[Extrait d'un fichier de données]
============================================================
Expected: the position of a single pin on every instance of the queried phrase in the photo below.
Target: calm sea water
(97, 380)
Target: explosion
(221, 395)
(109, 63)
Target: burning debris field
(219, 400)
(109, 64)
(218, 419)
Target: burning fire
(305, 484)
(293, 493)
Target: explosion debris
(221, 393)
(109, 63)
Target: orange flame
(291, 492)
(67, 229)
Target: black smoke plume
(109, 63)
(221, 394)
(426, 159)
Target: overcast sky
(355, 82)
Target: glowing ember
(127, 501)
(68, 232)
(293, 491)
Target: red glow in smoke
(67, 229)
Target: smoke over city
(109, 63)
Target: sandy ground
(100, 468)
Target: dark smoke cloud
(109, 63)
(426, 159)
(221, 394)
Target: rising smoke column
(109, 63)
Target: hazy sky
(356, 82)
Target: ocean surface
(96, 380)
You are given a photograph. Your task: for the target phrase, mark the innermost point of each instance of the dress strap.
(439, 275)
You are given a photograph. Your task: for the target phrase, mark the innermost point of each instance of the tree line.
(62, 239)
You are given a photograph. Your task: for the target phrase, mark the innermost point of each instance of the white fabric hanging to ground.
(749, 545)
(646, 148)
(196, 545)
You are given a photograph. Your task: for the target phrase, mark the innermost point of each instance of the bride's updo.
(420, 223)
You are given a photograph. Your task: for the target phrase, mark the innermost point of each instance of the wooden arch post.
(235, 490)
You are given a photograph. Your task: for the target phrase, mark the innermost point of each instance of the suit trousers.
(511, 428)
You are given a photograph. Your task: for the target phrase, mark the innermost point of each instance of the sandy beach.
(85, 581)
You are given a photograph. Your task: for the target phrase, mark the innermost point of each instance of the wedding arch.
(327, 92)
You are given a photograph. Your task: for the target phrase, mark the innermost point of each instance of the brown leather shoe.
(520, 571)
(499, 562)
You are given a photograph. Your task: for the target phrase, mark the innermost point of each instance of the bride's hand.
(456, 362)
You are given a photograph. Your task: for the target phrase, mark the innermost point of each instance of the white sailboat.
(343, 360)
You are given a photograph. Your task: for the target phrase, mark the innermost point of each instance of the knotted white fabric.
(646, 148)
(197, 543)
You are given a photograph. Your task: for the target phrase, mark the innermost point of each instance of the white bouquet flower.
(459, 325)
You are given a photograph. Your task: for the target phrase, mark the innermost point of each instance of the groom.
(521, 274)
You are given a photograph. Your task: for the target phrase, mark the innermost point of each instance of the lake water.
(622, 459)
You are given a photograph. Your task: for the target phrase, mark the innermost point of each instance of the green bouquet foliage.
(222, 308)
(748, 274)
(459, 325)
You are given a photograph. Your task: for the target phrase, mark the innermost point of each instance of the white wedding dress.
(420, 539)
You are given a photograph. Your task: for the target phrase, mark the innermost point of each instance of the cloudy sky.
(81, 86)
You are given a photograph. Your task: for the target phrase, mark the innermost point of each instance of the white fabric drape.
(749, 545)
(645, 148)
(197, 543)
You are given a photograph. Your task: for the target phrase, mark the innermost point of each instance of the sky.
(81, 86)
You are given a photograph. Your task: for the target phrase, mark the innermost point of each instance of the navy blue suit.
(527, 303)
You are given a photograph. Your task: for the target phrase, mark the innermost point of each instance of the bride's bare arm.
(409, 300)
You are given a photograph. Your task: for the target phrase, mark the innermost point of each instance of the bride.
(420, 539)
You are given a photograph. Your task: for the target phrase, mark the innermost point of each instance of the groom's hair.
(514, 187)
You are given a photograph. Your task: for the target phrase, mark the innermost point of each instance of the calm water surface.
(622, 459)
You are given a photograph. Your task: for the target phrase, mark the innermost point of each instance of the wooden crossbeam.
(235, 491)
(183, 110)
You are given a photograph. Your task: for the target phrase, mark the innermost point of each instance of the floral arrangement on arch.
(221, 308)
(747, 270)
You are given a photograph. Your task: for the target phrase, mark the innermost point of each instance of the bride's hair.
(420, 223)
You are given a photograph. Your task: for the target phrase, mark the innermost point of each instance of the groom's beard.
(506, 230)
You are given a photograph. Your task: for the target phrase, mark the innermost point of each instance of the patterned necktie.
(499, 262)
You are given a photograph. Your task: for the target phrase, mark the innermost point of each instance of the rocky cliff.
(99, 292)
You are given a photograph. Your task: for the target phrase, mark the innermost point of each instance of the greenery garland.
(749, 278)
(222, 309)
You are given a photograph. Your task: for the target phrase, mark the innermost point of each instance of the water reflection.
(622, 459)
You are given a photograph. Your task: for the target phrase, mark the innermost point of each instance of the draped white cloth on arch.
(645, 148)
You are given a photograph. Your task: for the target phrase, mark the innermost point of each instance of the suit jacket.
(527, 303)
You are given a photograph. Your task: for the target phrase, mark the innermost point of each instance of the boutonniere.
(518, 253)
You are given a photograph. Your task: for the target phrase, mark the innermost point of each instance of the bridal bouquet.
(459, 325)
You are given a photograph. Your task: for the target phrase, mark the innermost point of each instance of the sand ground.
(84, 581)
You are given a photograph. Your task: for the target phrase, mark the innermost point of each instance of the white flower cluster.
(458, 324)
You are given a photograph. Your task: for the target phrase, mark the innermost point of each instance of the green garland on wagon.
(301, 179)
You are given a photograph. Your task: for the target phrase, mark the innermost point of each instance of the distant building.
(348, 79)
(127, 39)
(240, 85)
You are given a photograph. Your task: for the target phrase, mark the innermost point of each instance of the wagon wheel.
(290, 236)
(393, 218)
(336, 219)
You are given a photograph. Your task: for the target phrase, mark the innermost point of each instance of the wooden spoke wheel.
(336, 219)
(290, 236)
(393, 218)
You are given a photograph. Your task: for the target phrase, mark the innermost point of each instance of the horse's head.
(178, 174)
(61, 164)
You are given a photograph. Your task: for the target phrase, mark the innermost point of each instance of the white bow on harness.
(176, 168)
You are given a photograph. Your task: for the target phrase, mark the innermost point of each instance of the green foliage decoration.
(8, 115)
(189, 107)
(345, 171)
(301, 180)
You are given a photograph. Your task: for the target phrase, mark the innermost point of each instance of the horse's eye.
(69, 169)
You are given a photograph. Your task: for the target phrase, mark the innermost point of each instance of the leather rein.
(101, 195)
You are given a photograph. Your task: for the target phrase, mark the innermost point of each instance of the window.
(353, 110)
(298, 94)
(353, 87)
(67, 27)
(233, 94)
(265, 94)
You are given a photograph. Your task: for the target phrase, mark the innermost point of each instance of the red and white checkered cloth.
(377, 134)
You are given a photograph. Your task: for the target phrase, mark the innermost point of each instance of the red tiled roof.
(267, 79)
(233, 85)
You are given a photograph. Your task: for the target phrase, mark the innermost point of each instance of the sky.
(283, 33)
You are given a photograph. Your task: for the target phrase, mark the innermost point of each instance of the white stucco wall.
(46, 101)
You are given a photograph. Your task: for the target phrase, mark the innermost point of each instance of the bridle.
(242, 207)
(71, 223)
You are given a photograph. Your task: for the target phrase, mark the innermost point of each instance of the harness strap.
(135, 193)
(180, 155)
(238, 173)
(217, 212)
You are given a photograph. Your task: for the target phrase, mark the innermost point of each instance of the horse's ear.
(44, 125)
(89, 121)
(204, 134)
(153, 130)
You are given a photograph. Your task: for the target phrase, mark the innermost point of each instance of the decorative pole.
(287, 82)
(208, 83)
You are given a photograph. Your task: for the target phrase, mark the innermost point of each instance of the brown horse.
============================================================
◆ CONSIGNE ◆
Présentez ces lignes sous forme de liste numérotée, sans les lignes vides, en couvrant l'ensemble des enregistrements.

◆ TÂCHE ACCOMPLIE ◆
1. Expected: the position of a single pin on every instance of the queried phrase in the photo below.
2. Target: calm sea water
3. (97, 380)
4. Target: explosion
5. (221, 395)
6. (109, 63)
7. Target: burning debris field
8. (219, 400)
9. (109, 64)
10. (218, 419)
11. Target: burning fire
12. (305, 484)
13. (293, 493)
14. Target: explosion debris
15. (221, 393)
16. (109, 63)
17. Target: orange flame
18. (291, 492)
19. (67, 229)
20. Target: black smoke plume
21. (109, 63)
22. (221, 394)
23. (426, 159)
24. Target: overcast sky
25. (355, 82)
26. Target: glowing ember
27. (127, 501)
28. (68, 232)
29. (293, 491)
30. Target: red glow in smoke
31. (67, 229)
32. Target: smoke over city
33. (109, 63)
34. Target: sandy ground
35. (100, 468)
36. Target: dark smoke cloud
37. (109, 63)
38. (426, 159)
39. (221, 394)
40. Target: rising smoke column
41. (109, 63)
42. Target: hazy sky
43. (356, 82)
44. Target: ocean surface
45. (96, 380)
46. You are given a photograph. Your task: for the target phrase, mark the innermost point of each instance of the dress strap.
47. (439, 275)
48. You are given a photograph. Your task: for the target phrase, mark the innermost point of each instance of the tree line.
49. (62, 239)
50. You are given a photograph. Your task: for the target phrase, mark the innermost point of each instance of the white fabric hanging to ground.
51. (749, 545)
52. (646, 148)
53. (196, 545)
54. You are given a photograph. Your task: for the target phrase, mark the innermost point of each instance of the bride's updo.
55. (420, 223)
56. You are given a photograph. Your task: for the target phrase, mark the innermost point of each instance of the wooden arch post.
57. (235, 490)
58. You are given a photograph. Your task: for the target phrase, mark the innermost point of each instance of the suit trousers.
59. (511, 428)
60. You are given a photograph. Your task: for the target phrase, mark the innermost point of each instance of the sandy beach.
61. (85, 581)
62. You are given a photograph. Your task: for the target phrase, mark the innermost point of each instance of the wedding arch.
63. (327, 92)
64. You are given a photograph. Your task: for the target phrase, mark the innermost point of each instance of the brown leather shoe.
65. (520, 571)
66. (499, 562)
67. You are given a photograph. Your task: for the target phrase, mark the innermost point of each instance of the bride's hand.
68. (456, 362)
69. You are given a photograph. Your task: for the target phrase, mark the innermost point of each instance of the white sailboat.
70. (343, 360)
71. You are given a photograph. Your task: for the target phrase, mark the innermost point of each instance of the knotted white fabric.
72. (646, 148)
73. (197, 543)
74. You are given a photograph. Your task: for the target phrase, mark the innermost point of each instance of the white bouquet flower.
75. (459, 325)
76. You are given a photograph. Your task: for the target phrase, mark the innermost point of each instance of the groom.
77. (521, 274)
78. You are given a photograph. Your task: for the target phrase, mark the innermost point of each instance of the lake water.
79. (622, 459)
80. You are given a photograph. Your task: for the target phrase, mark the innermost point of each instance of the green bouquet foliage.
81. (222, 308)
82. (748, 274)
83. (459, 325)
84. You are given a photograph. Your task: for the target phrase, mark the innermost point of each instance of the white wedding dress.
85. (420, 539)
86. You are given a photograph. Your task: for the target phrase, mark the innermost point of each instance of the cloudy sky.
87. (81, 86)
88. You are given a photograph. Your task: for the target phrase, mark the innermost point of each instance of the white fabric drape.
89. (749, 545)
90. (645, 148)
91. (197, 543)
92. You are given a photograph. Your task: for the target phrase, mark the innermost point of each instance of the sky.
93. (81, 86)
94. You are given a photograph. Your task: for the target phrase, mark the innermost point of each instance of the navy blue suit.
95. (527, 303)
96. You are given a photograph. Your task: for the target phrase, mark the innermost point of each instance of the bride's bare arm.
97. (409, 300)
98. You are given a photograph. Your task: for the target phrase, mark the innermost point of each instance of the bride.
99. (420, 539)
100. You are given a photograph. Your task: for the target phrase, mark the innermost point of each instance of the groom's hair.
101. (514, 187)
102. You are given a photograph. Your task: for the target phrase, mark the innermost point of each instance of the calm water surface.
103. (622, 459)
104. You are given a photograph. Your task: for the target phrase, mark the innermost point of each instance of the wooden crossbeam.
105. (235, 491)
106. (183, 110)
107. You are given a photograph. Your task: for the target phrase, mark the innermost point of each instance of the floral arrangement on arch.
108. (221, 308)
109. (747, 270)
110. You are given a photograph. Your task: for the target phrase, mark the innermost point of each instance of the bride's hair.
111. (420, 223)
112. You are given a photograph. Your task: for the target phrase, mark the innermost point of each instance of the groom's beard.
113. (506, 230)
114. You are given a photograph. Your task: for the target phrase, mark the innermost point of each instance of the patterned necktie.
115. (499, 262)
116. You are given a photograph. Your task: for the target phrase, mark the innermost point of each instance of the rocky cliff.
117. (99, 292)
118. You are given a photograph. Your task: for the target phrase, mark the innermost point of each instance of the greenery garland.
119. (749, 278)
120. (222, 309)
121. You are given a photograph. Your task: for the target phrase, mark the innermost point of each instance of the water reflection.
122. (622, 459)
123. You are given a photograph. Your task: for the target phrase, mark the innermost point of each instance of the draped white cloth on arch.
124. (645, 148)
125. You are given a photograph. Your task: for the target phrase, mark the innermost point of each instance of the suit jacket.
126. (527, 303)
127. You are given a photograph. Your task: for the target phrase, mark the innermost point of each instance of the boutonniere.
128. (518, 253)
129. You are given a photograph. Your task: for the target phrase, mark the innermost point of each instance of the bridal bouquet.
130. (459, 325)
131. You are given a photograph. Your task: for the target phrase, mark the innermost point of each instance of the sand ground.
132. (84, 581)
133. You are given a photograph. Your task: for the target phrase, mark the innermost point of each instance of the white flower cluster.
134. (458, 324)
135. You are given a photograph. Your task: for the target phrase, mark the innermost point of each instance of the green garland on wagon.
136. (301, 179)
137. You are given a photograph. Your task: for the target phrase, mark the innermost point of each instance of the distant building.
138. (348, 79)
139. (127, 39)
140. (240, 85)
141. You are given a photograph. Your task: for the target phrase, mark the innermost point of each instance of the wagon wheel.
142. (290, 236)
143. (393, 218)
144. (336, 219)
145. You are given a photograph. Your task: for the target phrase, mark the innermost point of each instance of the wooden spoke wheel.
146. (336, 219)
147. (290, 236)
148. (393, 218)
149. You are given a photograph. Your task: for the target phrase, mark the innermost point of each instance of the horse's head.
150. (178, 174)
151. (61, 164)
152. You are given a photograph. Your task: for the target phrase, mark the innermost point of each instance of the white bow on harness.
153. (176, 168)
154. You are given a photograph. Your task: for the target phrase, mark the innermost point of each instance of the green foliage decoration.
155. (8, 115)
156. (189, 107)
157. (345, 171)
158. (301, 180)
159. You are given a photograph. Your task: for the target phrase, mark the innermost point of each instance of the horse's eye.
160. (69, 169)
161. You are given a photograph. Your task: for the target phrase, mark the innermost point of each instance of the leather rein.
162. (101, 195)
163. You are given a photograph. Your task: for the target phrase, mark the innermost point of each instance of the window.
164. (353, 110)
165. (298, 94)
166. (353, 87)
167. (67, 27)
168. (233, 94)
169. (265, 94)
170. You are given a photograph. Your task: for the target phrase, mark the innermost point of each instance of the red and white checkered cloth.
171. (377, 134)
172. You are given a photograph. Your task: for the target phrase, mark the innermost point of each instance of the red tiled roof.
173. (267, 79)
174. (233, 85)
175. You are given a photograph. Your task: for the target phrase, mark the innermost point of each instance of the sky.
176. (283, 33)
177. You are given a photograph. Your task: for the target phrase, mark the innermost point of each instance of the white stucco wall.
178. (46, 101)
179. You are given a photograph. Your task: for the target phrase, mark the innermost point of each instance of the bridle.
180. (242, 207)
181. (71, 223)
182. You are given a photograph. Your task: for the target phrase, mark the innermost point of each instance of the harness strap.
183. (135, 193)
184. (180, 155)
185. (238, 173)
186. (217, 212)
187. You are given a photograph. Your task: for the target phrase, mark the innermost point of each instance of the horse's ear.
188. (44, 125)
189. (89, 121)
190. (204, 134)
191. (153, 130)
192. You are given a photograph. Your task: for the target phrase, mark the innermost point of each instance of the decorative pole.
193. (287, 82)
194. (208, 83)
195. You are given a photograph. Your task: for the target phrase, mark the innermost point of each instance of the brown horse.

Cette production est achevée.